This is a very interesting book, sure to delight the reader who really wants to know what happens when west meets east.
Rating: 2
Summary: Informative but boring
Comment: I had great hope for this book -- what promise! Tying together "gilded age misfits, Japanese eccentrics." The first chapter on John Manjiro and Melville has great narrative power, unfortunately the rest of the book falls into a poor mix of ties between New Englanders and the Japanese. One of my big problems with the book is that the Japanese presence is hardly felt -- instead we have long, winding chapters on Henry Adams, Percival Lowell, Mabel Todd, etc. (interesting people in their own right) but whose ties to Japan don't have the sustaining narrative power as those like Melville or Manjiro.
Mr. Benfey's book is definitely informative. I found his list of sources and quotations to be appetizing -- yet I could barely force myself to finish the book. Its focus is more on what the New Englanders, ok white Americans, came away with from Japan even if it was the boiled down crack of Okukura's "Book of Tea" or Nitobe Inazo's "Bushido." Thank god Okakura existed -- otherwise, Mr. Benfey would have not had any glue to keep his American characters in this book.
Rating: 5
Summary: "To open Japan culturally meant to open themselves in turn."
Comment: The Meiji emperor's opening of Japan to trade in 1868 led to a relentless wave of Yankee artists, writers, and scientists who gravitated to Japan for the peaceful and beautiful alternatives it offered in the aftermath of America's Civil War. A coarse, business- and trade-centered culture of commercialism was replacing what they saw as America's old values as the country rebuilt, and they sought solace and inspiration in a completely different, aesthetic world. In this story of the remarkable interactions of Japanese and American intellectuals from 1868 - 1913, Benfey shows how the two cultures viewed each other, learned from each other, and influenced each other's future, focusing on the literary, artistic, and aesthetic legacy, rather than on the hard political realities.

DATA SHOWN:
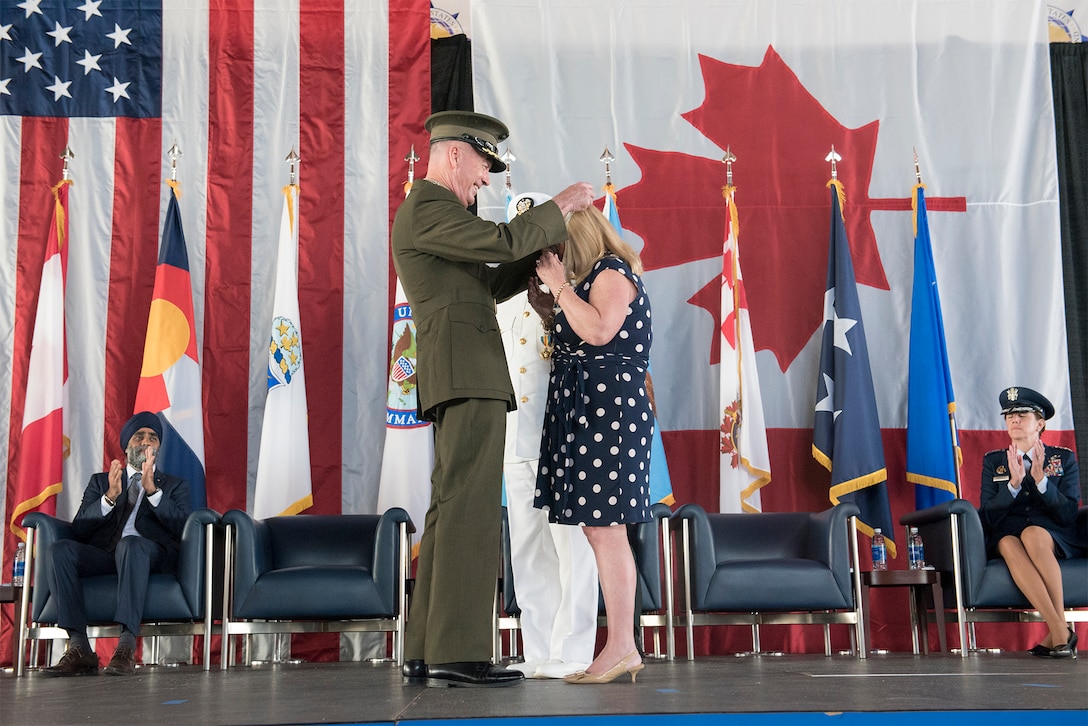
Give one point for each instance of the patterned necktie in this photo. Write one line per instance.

STATED EXERCISE 1:
Answer these questions about the reviews of Benfey's book:
(a) What rating did the reviewer who summed the book up as "Informative but boring" give it?
(b) Which chapter does that reviewer say has great narrative power?
(c) According to the other review, in what year did the Meiji emperor open Japan to trade?
STATED EXERCISE 2: Go on with the reviews of Benfey's book about Japan and the New Englanders, picking up right after the last sentence.
You won't need the material for any of this.

EXPECTED OUTPUT 1:
(a) 2
(b) The first chapter, on John Manjiro and Melville
(c) 1868

EXPECTED OUTPUT 2:
Like a wave spreading outward in concentric circles, the intellectuals of New England radiated their enthusiasm for Japan and its traditions. The American travelers knew each other, learned from each other, and influenced each other. Edward Sylvester Morse of Salem, Massachusetts, was one of the first to make a life commitment to Japan, attracting in his wake Isabella Stewart Gardner, William Sturgis Bigelow, Percival Lowell, and artist Ernest Fenollosa. Isabella Stewart Gardner, in turn, introduced T.S. Eliot, Edith Wharton, and Henry and William James to Japanese art and thought, while historian Henry Adams and painter John La Farge attracted William Morris Hunt, architects H. H. Richardson and Frank Lloyd Wright, and others. Kakuzo Okakura, journeying to the U.S., had similar influence.
Benfey brings American and Japanese cultural history to life, creating real people with real emotions, problems, and commitments. His insight into the creative process adds verisimilitude to his portraits, and his ability to describe and evoke moods, whether they be in his recreation of samurai life or his depiction of a tired climber's first glimpse of Mt. Fuji, give a liveliness to the prose usually more characteristic of fiction than non-fiction. His nature imagery is so vibrant that the reader experiences journeys to the countryside alongside the participants.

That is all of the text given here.